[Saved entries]
# # #

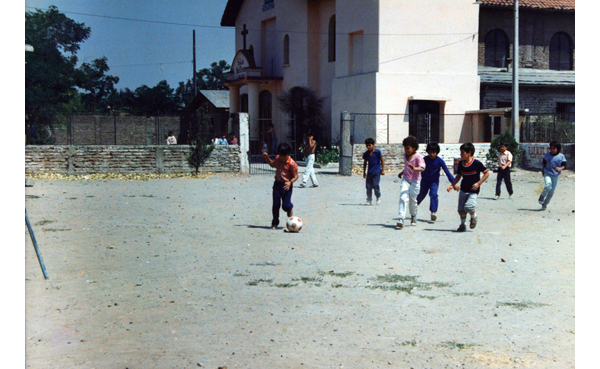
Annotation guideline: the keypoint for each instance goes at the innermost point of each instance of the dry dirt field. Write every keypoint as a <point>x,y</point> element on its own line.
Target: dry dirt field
<point>186,273</point>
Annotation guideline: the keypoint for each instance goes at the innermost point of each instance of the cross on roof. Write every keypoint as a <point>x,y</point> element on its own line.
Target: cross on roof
<point>244,33</point>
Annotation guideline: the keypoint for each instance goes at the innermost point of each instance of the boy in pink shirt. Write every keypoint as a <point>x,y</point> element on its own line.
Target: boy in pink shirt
<point>410,186</point>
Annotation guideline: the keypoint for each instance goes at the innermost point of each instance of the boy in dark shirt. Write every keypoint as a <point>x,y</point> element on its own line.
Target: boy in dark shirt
<point>469,169</point>
<point>430,178</point>
<point>373,158</point>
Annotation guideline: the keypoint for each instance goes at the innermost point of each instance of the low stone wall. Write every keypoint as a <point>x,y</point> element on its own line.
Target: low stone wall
<point>125,159</point>
<point>393,154</point>
<point>533,153</point>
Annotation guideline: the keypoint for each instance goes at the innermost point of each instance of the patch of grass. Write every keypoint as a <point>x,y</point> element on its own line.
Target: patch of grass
<point>339,275</point>
<point>521,305</point>
<point>395,278</point>
<point>457,345</point>
<point>44,222</point>
<point>257,281</point>
<point>309,279</point>
<point>285,285</point>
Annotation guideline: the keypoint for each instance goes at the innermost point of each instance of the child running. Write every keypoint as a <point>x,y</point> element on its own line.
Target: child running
<point>430,178</point>
<point>469,169</point>
<point>504,164</point>
<point>411,181</point>
<point>285,175</point>
<point>554,162</point>
<point>373,158</point>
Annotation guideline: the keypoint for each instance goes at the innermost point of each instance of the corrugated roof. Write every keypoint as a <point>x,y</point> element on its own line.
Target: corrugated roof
<point>537,4</point>
<point>219,98</point>
<point>530,77</point>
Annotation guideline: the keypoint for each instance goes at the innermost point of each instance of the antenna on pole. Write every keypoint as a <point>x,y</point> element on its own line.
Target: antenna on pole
<point>194,63</point>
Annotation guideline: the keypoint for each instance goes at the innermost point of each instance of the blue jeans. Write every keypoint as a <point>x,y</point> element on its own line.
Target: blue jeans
<point>281,198</point>
<point>432,187</point>
<point>373,185</point>
<point>550,183</point>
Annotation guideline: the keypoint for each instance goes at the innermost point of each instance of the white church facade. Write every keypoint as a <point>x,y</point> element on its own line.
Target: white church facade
<point>361,56</point>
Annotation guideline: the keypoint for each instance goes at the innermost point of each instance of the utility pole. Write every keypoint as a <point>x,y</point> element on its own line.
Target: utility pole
<point>515,109</point>
<point>194,71</point>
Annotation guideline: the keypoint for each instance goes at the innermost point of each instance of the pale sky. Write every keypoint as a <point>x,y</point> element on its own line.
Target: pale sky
<point>154,42</point>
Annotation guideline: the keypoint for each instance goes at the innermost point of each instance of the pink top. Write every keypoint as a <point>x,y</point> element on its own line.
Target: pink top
<point>418,162</point>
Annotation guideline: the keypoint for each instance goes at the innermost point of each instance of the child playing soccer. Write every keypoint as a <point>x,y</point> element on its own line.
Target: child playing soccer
<point>285,175</point>
<point>469,169</point>
<point>430,178</point>
<point>554,162</point>
<point>411,181</point>
<point>504,164</point>
<point>373,158</point>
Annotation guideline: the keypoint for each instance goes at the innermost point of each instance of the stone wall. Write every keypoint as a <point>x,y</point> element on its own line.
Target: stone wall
<point>125,159</point>
<point>393,154</point>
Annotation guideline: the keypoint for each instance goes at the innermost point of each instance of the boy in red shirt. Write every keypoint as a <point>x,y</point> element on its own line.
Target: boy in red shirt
<point>285,175</point>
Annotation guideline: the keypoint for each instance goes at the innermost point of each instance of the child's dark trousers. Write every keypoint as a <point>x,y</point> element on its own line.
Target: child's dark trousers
<point>503,174</point>
<point>281,198</point>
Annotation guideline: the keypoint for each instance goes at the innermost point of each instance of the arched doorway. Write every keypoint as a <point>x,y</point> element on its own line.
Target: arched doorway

# # #

Rewrite all of the rows above as a numbered list, skipping blank lines and leaving out the pictures.

◆ Result of this exercise
1. Annotation guideline: the keypoint for each instance goes at the innermost point of each instance of the dry dirt field. Write every keypoint as a <point>x,y</point> element on its own line.
2. Target: dry dirt field
3. <point>186,273</point>
4. Annotation guideline: the keypoint for each instance goes at the innermost point of each instance of the cross on roof. Write every keypoint as a <point>x,y</point> element on its own line.
5. Target: cross on roof
6. <point>244,33</point>
7. Annotation guideline: the keypoint for each instance goes at the innermost point of each instance of the boy in pink shirt. Write every keypoint as a <point>x,y</point> element on its own line.
8. Target: boy in pink shirt
9. <point>410,186</point>
10. Annotation guideline: the keypoint for each instance goes at the innermost point of each instance of the boy in dark shirt. Write every keypoint as a <point>x,y</point> element on its own line.
11. Target: boy in dark shirt
12. <point>469,169</point>
13. <point>430,178</point>
14. <point>373,158</point>
15. Annotation guideline: the keypoint for each instance goes at the innermost point of each instance of the low stone wall. Write every keypoint as a <point>x,y</point> element on its own line.
16. Target: low stone wall
17. <point>125,159</point>
18. <point>393,154</point>
19. <point>533,153</point>
20. Annotation guideline: the keypoint for each instance goes at the innermost point of each instance of the patch of grass. Write every keypoint as a <point>x,y</point> element on its own line.
21. Target: patch of grass
22. <point>339,275</point>
23. <point>521,305</point>
24. <point>395,278</point>
25. <point>457,345</point>
26. <point>44,222</point>
27. <point>257,281</point>
28. <point>309,279</point>
29. <point>285,285</point>
30. Annotation guideline: the keypoint for each instance goes at the innermost point of each instance of the child running. Write every keypoint as a <point>x,y</point> element on its own line.
31. Target: child running
32. <point>430,178</point>
33. <point>469,169</point>
34. <point>504,164</point>
35. <point>411,181</point>
36. <point>285,175</point>
37. <point>554,162</point>
38. <point>373,158</point>
39. Annotation guideline: the keypoint for each instance goes at the innermost point of each instance of the corrugated roof. Write every keypoint as a <point>x,y</point> element on its own line.
40. Target: corrugated roof
41. <point>537,4</point>
42. <point>219,98</point>
43. <point>530,77</point>
44. Annotation guideline: the keypoint for each instance goes at the innermost point of each instance of the antenna on pole. Write every keypoint as a <point>x,y</point> element on its own line.
45. Target: antenna on pole
46. <point>194,63</point>
47. Annotation guideline: the keypoint for each instance goes at the innermost point of each instance of the blue jeans. Write every keypoint as a <point>x,y</point> element on its own line.
48. Target: blue jeans
49. <point>281,198</point>
50. <point>432,187</point>
51. <point>373,185</point>
52. <point>550,183</point>
53. Annotation guideline: the keypoint for each instance goes at the innermost point of each instance of the white church facade. Write every keypoint as a <point>x,y</point> element on its own line.
54. Target: white church facade
55. <point>361,56</point>
56. Annotation guideline: the keypoint for each instance goes at the innermost point of each instance of the utility pole. Write every keypoint as a <point>x,y</point> element on its own line.
57. Target: utility pole
58. <point>515,109</point>
59. <point>194,71</point>
60. Annotation guideline: the keypoint for each instance goes at the innermost point of each instance of the pale sky. Write every keypoint as a <point>x,y</point> element on its own line.
61. Target: pale sky
62. <point>154,42</point>
63. Annotation guideline: the keypoint for each instance goes at the innermost point of each instance of the pink top. Write every keypoint as a <point>x,y</point> element on its own line.
64. Target: pink top
65. <point>418,162</point>
66. Annotation guideline: the keypoint for each instance goes at the innermost point of each instance of the child playing soccer. Write every keypoint as a <point>x,y</point> element on its own line.
67. Target: child playing soccer
68. <point>285,175</point>
69. <point>469,169</point>
70. <point>430,178</point>
71. <point>554,162</point>
72. <point>411,181</point>
73. <point>504,164</point>
74. <point>373,158</point>
75. Annotation guideline: the keypoint for each instance goes at the innermost point of each instance of the stone wall. Write every keypoint as a <point>x,y</point> element on its own line.
76. Target: stone wall
77. <point>125,159</point>
78. <point>393,154</point>
79. Annotation guideline: the keypoint for each instance goes at the innermost point of each instance of the boy in red shirt. Write every keypoint as a <point>x,y</point> element on its own line.
80. Target: boy in red shirt
81. <point>285,175</point>
82. Annotation guideline: the keypoint for each instance goes at the innermost point of each instance of the child's dark trousers. Write every keypoint as a <point>x,y</point> element on its own line.
83. Target: child's dark trousers
84. <point>503,174</point>
85. <point>281,198</point>
86. Annotation guideline: the keypoint for each instance goes at the innermost point of each instance of the arched doorway. Write every keypoint as a <point>x,y</point> element on its own line.
87. Target: arched doorway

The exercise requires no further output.